*TO DO:*
Reproduce all of the entries below, substituting "locator" for each occurrence of "pointer" and leaving every other part unchanged.

*ENTRIES PROVIDED:*
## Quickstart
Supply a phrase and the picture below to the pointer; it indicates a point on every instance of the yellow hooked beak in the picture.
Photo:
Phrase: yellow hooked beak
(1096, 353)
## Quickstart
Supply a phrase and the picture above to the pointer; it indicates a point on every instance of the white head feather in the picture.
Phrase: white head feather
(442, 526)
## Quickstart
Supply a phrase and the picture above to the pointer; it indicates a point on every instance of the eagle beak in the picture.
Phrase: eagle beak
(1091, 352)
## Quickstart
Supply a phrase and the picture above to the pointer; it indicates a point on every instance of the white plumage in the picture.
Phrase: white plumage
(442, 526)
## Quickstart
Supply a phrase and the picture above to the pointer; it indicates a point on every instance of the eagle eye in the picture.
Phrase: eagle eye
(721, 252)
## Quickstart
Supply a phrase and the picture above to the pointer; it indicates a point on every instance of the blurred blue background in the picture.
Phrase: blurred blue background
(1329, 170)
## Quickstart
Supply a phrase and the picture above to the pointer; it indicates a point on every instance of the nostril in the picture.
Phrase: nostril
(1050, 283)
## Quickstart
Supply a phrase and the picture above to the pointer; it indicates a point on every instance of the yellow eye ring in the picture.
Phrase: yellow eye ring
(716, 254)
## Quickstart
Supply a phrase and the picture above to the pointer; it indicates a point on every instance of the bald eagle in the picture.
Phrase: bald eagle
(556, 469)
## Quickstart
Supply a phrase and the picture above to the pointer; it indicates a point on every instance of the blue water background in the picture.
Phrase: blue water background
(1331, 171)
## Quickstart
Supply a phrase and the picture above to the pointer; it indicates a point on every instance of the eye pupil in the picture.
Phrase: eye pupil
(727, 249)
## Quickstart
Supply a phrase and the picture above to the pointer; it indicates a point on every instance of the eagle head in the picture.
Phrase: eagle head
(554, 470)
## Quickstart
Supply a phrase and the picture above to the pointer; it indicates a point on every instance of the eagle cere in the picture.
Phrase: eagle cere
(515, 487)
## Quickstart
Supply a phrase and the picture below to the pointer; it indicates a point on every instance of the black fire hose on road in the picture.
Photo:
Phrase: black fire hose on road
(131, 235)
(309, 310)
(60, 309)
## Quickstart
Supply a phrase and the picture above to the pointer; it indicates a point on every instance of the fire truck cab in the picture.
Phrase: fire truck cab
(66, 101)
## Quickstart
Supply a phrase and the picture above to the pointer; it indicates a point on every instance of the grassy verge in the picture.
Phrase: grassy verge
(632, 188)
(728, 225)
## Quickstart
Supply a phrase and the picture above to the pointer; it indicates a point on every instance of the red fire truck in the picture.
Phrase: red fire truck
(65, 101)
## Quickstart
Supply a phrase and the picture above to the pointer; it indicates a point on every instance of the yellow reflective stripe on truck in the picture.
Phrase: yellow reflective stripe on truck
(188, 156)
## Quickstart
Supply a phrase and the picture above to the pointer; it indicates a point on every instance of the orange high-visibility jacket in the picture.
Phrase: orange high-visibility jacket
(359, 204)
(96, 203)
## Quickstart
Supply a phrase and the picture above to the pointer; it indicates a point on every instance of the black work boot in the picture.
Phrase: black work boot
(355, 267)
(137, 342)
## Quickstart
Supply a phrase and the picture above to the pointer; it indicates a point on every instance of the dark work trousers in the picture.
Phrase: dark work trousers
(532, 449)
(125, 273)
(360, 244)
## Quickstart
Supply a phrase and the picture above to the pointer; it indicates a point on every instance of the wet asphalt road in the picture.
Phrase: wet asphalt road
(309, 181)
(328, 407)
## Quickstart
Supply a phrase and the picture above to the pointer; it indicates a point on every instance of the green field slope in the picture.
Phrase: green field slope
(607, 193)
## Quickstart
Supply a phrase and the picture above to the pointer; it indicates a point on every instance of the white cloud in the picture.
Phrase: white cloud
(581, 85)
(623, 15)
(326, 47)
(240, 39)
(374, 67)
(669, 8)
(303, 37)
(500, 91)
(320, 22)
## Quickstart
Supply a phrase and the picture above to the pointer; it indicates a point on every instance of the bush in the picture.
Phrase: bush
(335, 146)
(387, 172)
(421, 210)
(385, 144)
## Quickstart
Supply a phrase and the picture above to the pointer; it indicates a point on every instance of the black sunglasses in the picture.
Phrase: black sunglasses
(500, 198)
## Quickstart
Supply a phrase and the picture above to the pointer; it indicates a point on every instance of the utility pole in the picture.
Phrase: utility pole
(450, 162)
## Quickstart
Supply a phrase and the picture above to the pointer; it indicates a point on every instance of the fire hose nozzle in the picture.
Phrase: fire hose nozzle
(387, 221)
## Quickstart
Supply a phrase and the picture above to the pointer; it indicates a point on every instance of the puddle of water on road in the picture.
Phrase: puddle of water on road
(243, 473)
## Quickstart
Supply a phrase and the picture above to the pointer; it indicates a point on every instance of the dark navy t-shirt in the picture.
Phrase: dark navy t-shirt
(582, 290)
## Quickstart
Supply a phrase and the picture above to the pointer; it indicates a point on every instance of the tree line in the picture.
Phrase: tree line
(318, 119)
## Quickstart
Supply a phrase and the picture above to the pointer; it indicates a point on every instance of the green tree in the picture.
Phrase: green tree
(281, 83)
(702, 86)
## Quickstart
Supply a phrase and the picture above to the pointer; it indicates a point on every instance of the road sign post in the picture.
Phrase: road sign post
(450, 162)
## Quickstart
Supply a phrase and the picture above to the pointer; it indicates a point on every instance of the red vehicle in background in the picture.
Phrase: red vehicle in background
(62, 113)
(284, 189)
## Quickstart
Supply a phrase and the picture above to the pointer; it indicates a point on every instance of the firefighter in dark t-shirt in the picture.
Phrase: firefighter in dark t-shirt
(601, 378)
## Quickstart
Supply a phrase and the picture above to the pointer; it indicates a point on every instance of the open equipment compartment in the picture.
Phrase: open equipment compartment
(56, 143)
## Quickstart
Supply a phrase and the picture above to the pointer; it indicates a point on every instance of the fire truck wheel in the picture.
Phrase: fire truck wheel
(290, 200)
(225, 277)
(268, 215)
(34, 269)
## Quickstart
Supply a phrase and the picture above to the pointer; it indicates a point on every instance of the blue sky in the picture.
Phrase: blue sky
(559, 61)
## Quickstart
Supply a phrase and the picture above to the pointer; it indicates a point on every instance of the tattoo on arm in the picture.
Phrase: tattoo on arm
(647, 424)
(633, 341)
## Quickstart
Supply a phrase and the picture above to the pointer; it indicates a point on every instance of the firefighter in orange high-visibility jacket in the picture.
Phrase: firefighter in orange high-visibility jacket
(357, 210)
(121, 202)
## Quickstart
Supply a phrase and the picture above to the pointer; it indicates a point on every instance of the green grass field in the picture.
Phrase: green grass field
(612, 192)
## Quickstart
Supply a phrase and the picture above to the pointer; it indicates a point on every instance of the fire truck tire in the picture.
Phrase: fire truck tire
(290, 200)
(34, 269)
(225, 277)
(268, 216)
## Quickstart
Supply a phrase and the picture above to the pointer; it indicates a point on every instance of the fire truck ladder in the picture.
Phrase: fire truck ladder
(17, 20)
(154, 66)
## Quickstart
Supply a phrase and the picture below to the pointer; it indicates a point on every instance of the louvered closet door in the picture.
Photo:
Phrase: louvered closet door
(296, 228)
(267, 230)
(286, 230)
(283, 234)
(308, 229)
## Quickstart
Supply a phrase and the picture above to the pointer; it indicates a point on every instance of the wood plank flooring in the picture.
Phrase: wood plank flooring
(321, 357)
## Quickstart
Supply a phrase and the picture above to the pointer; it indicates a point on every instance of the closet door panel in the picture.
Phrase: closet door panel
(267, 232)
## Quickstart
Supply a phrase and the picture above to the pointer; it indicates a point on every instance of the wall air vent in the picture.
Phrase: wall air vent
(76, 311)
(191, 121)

*EXERCISE ANSWER:*
## Quickstart
Supply a phrase and the picture below to the locator; it indicates a point on every instance of the yellow hooked beak in the picture.
Photo:
Phrase: yellow hooked beak
(1096, 353)
## Quickstart
Supply a phrase and the picture above to the locator; it indicates a point on every instance of the white head feather in the picture.
Phrase: white head feather
(442, 526)
## Quickstart
Supply a phrase and the picture above to the locator; it indicates a point on every instance of the eagle beak in the picture.
Phrase: eagle beak
(1091, 352)
## Quickstart
Supply a phrase and the picture above to the locator; it indicates a point on every instance of the white plumage in the picture.
Phrase: white plumage
(442, 526)
## Quickstart
Supply a phrase and the picture above to the locator; it indicates a point on every instance of the eagle eye in the picture.
Phrase: eagle eye
(721, 252)
## Quickstart
Supply a phrase and the picture above to the locator; it indicates a point on every instance of the blurred blue background in the picture.
Phrase: blurred blue background
(1329, 170)
## Quickstart
Supply a phrase and the picture above to the locator; it indicates a point on every instance of the nostril in the picture.
Phrase: nostril
(1050, 283)
## Quickstart
Supply a phrase and the picture above to the locator; it indicates a point on every instance of the yellow eye ring in the picture.
Phrase: yellow eye ring
(716, 254)
## Quickstart
Supply a phrase and the picture above to the locator; it indicates a point on every instance of the bald eagle in the picture.
Phrase: bald eagle
(556, 469)
## Quickstart
Supply a phrase and the picture above to the locator; it indicates a point on every instance of the blue water background in the picture.
Phrase: blue water background
(1331, 171)
## Quickstart
Supply a phrase and the picture above to the locator; it indicates a point on every instance of the eye pupil in the picture.
Phrase: eye pupil
(727, 249)
## Quickstart
Supply a phrase and the picture above to the locator; it indicates a point on every instance of the eagle head in the picture.
Phrase: eagle head
(554, 470)
## Quickstart
Supply a phrase and the picture above to the locator; it indicates a point on every instance of the eagle cere in the picture.
Phrase: eagle cere
(515, 487)
## Quickstart
Supply a phrase and the picture below to the locator; it indicates a point on every instance of the black fire hose on road in the picture.
Photo:
Phrase: black fire hose on road
(131, 235)
(309, 310)
(60, 309)
## Quickstart
Supply a phrase and the picture above to the locator; it indicates a point on every instance of the fire truck cab in the picture.
Phrase: fire truck cab
(66, 101)
## Quickstart
Supply a phrase and the picture above to the locator; it indicates a point on every instance of the grassy verge in the picture.
Phrase: grassy verge
(632, 188)
(728, 225)
## Quickstart
Supply a phrase and the picture above to the locator; it indicates a point on every instance of the red fire truck in the picture.
Phrase: red fire truck
(65, 101)
## Quickstart
Supply a phrase and the picture above to the locator; it indicates a point on every instance of the yellow reflective stripe on truck in the picture.
Phrase: yellow reflective stripe on truck
(188, 156)
## Quickstart
Supply a phrase and the picture above to the locator; it indicates a point on every instance of the orange high-visibility jacket in the picture.
Phrase: orange high-visibility jacket
(359, 204)
(96, 203)
## Quickstart
Supply a phrase and the picture above to the locator; it indicates a point on every instance of the black work boot in the picture.
Phrase: black work boot
(355, 267)
(137, 342)
## Quickstart
Supply a phrase and the picture above to the locator; it indicates a point on every instance of the dark work trousers in the picture.
Phrase: dark work trousers
(532, 449)
(125, 273)
(360, 244)
## Quickstart
Supply a phrase and the picture above to the locator; it indicates a point on every instance of the wet asphalt road in the picture.
Phrase: wet asphalt road
(309, 181)
(328, 407)
## Quickstart
Supply a phrase and the picture above to the locator; it indicates a point on every instance of the green field slope in the picture.
Phrase: green field slope
(607, 193)
## Quickstart
Supply a phrase and the picture above to the locator; it indicates a point on every instance of the white cloud in the picture.
Phrase: white cloud
(581, 85)
(623, 15)
(326, 47)
(240, 39)
(374, 67)
(669, 8)
(303, 37)
(500, 91)
(320, 22)
## Quickstart
Supply a phrase and the picture above to the locator; it indicates a point on every instance of the bush in the picture.
Phrase: bush
(335, 146)
(387, 172)
(421, 210)
(385, 144)
## Quickstart
Supply a phrase and the picture above to the locator; it indicates a point on every instance of the black sunglasses in the picture.
Phrase: black sunglasses
(500, 198)
## Quickstart
Supply a phrase and the picture above to the locator; it indicates a point on every instance of the utility pole in the picture.
Phrase: utility pole
(450, 162)
## Quickstart
Supply a phrase and the picture above to the locator; it indicates a point on every instance of the fire hose nozzle in the picture.
Phrase: fire hose nozzle
(387, 221)
## Quickstart
Supply a phrase and the picture above to the locator; it indicates a point on every instance of the puddle of water on road in the picture.
Phrase: puddle of water on road
(243, 473)
## Quickstart
Supply a phrase and the picture above to the locator; it indicates a point on every instance of the dark navy t-shirt in the picture.
Phrase: dark navy t-shirt
(582, 290)
## Quickstart
Supply a phrase and the picture above to the locator; it indicates a point on every instance of the tree line in the picture.
Phrase: tree line
(318, 119)
## Quickstart
Supply a phrase and the picture above to the locator; it indicates a point on every instance of the green tree in the picture.
Phrase: green tree
(281, 83)
(702, 86)
## Quickstart
Supply a phrase and the picture above to the locator; it indicates a point on every instance of the road sign post in the picture.
Phrase: road sign post
(450, 162)
## Quickstart
Supply a phrase and the picture above to the locator; it indicates a point on every instance of the red vehicle in background in the picture.
Phrase: red vehicle in background
(62, 113)
(284, 189)
## Quickstart
Supply a phrase and the picture above to the locator; it indicates a point on every instance of the firefighter in dark t-shirt in the picture.
Phrase: firefighter in dark t-shirt
(601, 378)
## Quickstart
Supply a phrase and the picture above to the locator; it indicates a point on every instance of the open equipment compartment in the picture.
Phrase: open equipment compartment
(56, 143)
## Quickstart
Supply a phrase and the picture above to the locator; it indicates a point on every instance of the fire truck wheel in the picture.
Phrase: fire truck wheel
(290, 200)
(225, 277)
(268, 215)
(34, 269)
## Quickstart
Supply a phrase and the picture above to the locator; it indicates a point on every instance of the blue sky in the picture.
Phrase: blue sky
(559, 61)
## Quickstart
Supply a phrase and the picture above to the locator; it indicates a point on every instance of the tattoo on arm in the picture.
Phrase: tattoo on arm
(647, 424)
(633, 341)
## Quickstart
Supply a phrase and the picture above to the locator; it indicates a point on every instance of the firefighter in orange high-visibility jacket in the picture.
Phrase: firefighter in orange high-visibility jacket
(357, 210)
(121, 202)
## Quickstart
Supply a phrase and the picture above to the locator; it indicates a point on every instance of the green grass field in the picture.
Phrase: green grass field
(612, 192)
## Quickstart
Supply a phrase and the picture above to the locator; it indicates a point on every instance of the fire truck tire in the picture.
Phrase: fire truck tire
(290, 200)
(34, 269)
(225, 277)
(268, 216)
## Quickstart
Supply a phrase and the picture above to the locator; it indicates a point on every instance of the fire truck ladder in the picture.
Phrase: fire truck ladder
(17, 20)
(154, 66)
## Quickstart
Supply a phrase and the picture below to the locator; it indicates a point on every instance of the louvered closet door in the picture.
Photo:
Phrase: louvered closet door
(296, 228)
(267, 230)
(286, 230)
(283, 234)
(308, 229)
## Quickstart
Supply a phrase and the picture above to the locator; it indicates a point on every instance of the wood plank flooring in the picture.
Phrase: wood plank flooring
(321, 357)
## Quickstart
Supply a phrase and the picture above to the locator; it indicates a point on every instance of the closet door panel in the picture.
Phrase: closet door panel
(267, 232)
## Quickstart
Supply a phrase and the picture above to the locator; it indicates a point on every instance of the wall air vent in the picture.
Phrase: wall air vent
(76, 311)
(191, 121)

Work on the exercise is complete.